Document extract
## START

The Release command, as implemented in the SYCL runtime, has a reference to the memory object, but no explicit dependencies are created. To model the edges correctly, we instrument the waitForRecordToFinish method in the Scheduler where the release operation waits on all the dependent operations to complete to capture the edges.

This concludes all the changes that were made to the SYCL runtime to support tracing. The next section talks about the XPTI framework that allows applications and runtimes to efficiently capture, record and emit trace notifications for important events during the run.

Documentation of SYCL tracepoints

XPTI Stream Domain

Traces belong to a named stream and this constitutes a domain of data. The XPTI framework allows the instrumentation logic to define a stream and associate the traces to the stream. A stream also defines the protocol to be observed to decipher the data at the receiving end. The XPTI API defines the notion of a trace point that includes an event, a trace point type and a notification.

## END

Brief A
According to the text on SYCL runtime tracing, which Scheduler method is instrumented to capture the edges for the Release command?
Brief B
Continue the text on SYCL runtime tracing and the XPTI framework, starting after its final sentence.

Records shown
## START

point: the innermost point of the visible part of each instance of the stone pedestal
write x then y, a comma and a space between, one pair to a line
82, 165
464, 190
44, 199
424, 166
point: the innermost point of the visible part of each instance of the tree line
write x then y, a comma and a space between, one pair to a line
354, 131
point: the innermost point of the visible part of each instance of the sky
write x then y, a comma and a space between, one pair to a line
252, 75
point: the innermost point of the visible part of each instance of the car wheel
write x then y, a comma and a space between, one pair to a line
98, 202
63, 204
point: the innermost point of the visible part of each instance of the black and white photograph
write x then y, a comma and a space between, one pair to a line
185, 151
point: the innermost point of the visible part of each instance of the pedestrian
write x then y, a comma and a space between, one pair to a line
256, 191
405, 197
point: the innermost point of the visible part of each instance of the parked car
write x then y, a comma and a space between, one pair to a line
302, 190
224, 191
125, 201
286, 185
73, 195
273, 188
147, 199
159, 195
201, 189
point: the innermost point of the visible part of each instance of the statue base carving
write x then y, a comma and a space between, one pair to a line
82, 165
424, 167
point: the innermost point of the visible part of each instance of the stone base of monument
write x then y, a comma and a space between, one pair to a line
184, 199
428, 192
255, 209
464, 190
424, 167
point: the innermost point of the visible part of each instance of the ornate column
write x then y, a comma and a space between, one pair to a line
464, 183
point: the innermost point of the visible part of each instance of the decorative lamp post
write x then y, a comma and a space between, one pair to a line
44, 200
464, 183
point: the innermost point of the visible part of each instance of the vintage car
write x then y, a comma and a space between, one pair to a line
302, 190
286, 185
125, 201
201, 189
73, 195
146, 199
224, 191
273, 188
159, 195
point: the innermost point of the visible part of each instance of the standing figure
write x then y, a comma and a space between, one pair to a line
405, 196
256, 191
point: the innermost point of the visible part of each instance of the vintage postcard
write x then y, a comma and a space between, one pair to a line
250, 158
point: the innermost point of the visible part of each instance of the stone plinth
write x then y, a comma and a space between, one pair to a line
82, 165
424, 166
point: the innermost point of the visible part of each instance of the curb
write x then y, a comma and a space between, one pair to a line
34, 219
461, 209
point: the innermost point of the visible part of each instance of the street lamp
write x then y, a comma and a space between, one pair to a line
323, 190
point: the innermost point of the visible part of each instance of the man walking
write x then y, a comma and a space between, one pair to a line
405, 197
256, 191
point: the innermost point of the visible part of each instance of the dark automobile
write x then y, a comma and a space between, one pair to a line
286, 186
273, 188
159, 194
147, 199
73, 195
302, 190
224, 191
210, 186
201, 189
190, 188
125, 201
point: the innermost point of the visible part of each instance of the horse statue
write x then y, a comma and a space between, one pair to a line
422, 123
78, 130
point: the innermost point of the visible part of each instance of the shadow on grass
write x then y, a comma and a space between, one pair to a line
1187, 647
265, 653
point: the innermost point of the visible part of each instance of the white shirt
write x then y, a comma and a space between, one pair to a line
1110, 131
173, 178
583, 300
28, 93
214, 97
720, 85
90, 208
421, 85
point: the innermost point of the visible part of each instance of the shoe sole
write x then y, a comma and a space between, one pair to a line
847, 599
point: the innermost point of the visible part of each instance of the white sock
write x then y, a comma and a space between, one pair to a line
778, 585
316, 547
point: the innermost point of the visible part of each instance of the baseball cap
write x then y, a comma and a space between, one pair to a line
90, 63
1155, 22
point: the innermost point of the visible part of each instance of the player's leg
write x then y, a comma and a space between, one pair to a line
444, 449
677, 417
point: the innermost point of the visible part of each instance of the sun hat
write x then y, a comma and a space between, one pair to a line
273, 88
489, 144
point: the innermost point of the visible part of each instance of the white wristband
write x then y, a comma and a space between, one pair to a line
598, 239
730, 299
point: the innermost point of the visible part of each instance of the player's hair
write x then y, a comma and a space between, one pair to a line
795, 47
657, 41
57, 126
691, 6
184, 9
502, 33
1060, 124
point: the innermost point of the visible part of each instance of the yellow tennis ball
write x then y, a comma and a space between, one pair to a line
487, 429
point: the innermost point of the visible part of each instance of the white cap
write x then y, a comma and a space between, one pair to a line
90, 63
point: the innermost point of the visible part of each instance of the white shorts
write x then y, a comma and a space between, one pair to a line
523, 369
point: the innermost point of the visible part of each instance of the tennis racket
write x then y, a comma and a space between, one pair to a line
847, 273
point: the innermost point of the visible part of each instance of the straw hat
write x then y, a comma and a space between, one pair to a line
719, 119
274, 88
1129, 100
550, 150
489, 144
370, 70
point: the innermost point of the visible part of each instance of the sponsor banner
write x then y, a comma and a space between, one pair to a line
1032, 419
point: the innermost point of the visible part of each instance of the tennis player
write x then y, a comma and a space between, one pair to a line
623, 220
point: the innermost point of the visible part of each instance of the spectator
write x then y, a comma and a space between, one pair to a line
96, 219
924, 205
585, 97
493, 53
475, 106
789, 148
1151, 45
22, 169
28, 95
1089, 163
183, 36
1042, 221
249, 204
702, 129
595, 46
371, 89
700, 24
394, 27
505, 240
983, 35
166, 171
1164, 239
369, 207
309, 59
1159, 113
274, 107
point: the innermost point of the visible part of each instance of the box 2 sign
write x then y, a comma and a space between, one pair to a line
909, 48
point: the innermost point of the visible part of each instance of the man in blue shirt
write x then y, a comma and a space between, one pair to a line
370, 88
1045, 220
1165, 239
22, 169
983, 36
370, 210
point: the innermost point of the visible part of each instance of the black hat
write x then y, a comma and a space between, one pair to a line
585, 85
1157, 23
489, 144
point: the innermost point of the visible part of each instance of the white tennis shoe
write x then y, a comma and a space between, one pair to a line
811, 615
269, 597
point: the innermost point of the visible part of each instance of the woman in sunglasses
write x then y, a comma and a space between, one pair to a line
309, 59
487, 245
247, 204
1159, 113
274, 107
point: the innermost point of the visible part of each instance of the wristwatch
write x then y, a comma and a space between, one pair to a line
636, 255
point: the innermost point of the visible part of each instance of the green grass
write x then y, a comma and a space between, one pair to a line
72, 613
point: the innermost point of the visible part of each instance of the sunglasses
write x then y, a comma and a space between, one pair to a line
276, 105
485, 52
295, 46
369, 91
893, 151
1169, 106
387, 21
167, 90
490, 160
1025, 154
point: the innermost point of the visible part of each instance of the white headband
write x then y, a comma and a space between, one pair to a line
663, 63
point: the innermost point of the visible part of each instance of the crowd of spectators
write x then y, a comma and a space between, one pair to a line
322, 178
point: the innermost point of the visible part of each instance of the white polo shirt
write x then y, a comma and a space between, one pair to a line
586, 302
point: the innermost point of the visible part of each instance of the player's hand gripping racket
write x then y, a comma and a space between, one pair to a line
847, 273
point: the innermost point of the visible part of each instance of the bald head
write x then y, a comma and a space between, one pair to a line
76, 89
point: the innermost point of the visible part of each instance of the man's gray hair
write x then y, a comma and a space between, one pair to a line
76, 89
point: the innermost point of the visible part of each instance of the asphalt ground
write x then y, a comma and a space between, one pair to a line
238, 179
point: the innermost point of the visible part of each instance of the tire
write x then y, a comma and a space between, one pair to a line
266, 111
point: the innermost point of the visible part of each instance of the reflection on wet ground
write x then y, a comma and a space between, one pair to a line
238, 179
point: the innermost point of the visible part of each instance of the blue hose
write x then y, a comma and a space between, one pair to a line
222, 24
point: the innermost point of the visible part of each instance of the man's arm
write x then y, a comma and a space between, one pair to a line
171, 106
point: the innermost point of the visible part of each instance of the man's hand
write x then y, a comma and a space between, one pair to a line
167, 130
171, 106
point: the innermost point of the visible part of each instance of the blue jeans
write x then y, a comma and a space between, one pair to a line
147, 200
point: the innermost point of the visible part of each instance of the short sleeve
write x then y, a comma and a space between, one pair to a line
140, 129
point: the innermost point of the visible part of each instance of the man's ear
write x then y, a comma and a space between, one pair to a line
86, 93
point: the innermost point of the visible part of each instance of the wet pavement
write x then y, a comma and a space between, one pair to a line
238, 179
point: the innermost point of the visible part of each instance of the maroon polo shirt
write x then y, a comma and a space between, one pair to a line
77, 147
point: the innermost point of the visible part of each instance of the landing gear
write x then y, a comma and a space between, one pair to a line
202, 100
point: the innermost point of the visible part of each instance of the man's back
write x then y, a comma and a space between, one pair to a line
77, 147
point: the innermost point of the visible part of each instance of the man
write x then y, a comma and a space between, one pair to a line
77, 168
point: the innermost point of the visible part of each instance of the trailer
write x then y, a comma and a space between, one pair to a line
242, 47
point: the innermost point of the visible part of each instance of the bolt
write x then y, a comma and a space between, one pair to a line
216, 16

## END

Exercise response A
The waitForRecordToFinish method.

Exercise response B
  • The event consists a payload that describes the event (source file, function name, line number and/or a code pointer), a unique_id that is used to identify the event, a global user data field and a mechanism to record metadata associated with the event. The unique_id is generated from the payload, so if the trace point is visited multiple times, it represents the same unique_id and this allows us to determine the number of instances of a trace point.

  • The trace point type defines the type of notification that is being emitted for the trace point. There are many commonly occurring trace point types that are predefined by the framework, but a stream can extend this set by the extension APIs provided. A subscriber must explicitly register a callback for each trace point type that is of interest to the subscriber. If no subscribers are registered for a stream or a trace point type, then traces will not be emitted. A given trace point event may be used to emit multiple traces to different trace point types.

  • The notification emits the trace to all subscribers of the stream domain that have a callback registered to the given trace point type. The stream can attached a per-instance user data during this notification call that must be guaranteed to be valid for the duration of the notification call.

This document will outline the protocol for the streams of data being generated by the SYCL runtime.

SYCL Stream "sycl.pi" Notification Signatures

Trace Point Type

Parameter Description

Metadata

function_begin

  • trace_type: xpti::trace_point_type_t::function_begin that marks the beginning of a function
  • parent: Event ID created for all functions in the sycl.pi layer.
  • event: nullptr - since the stream of data just captures functions being called.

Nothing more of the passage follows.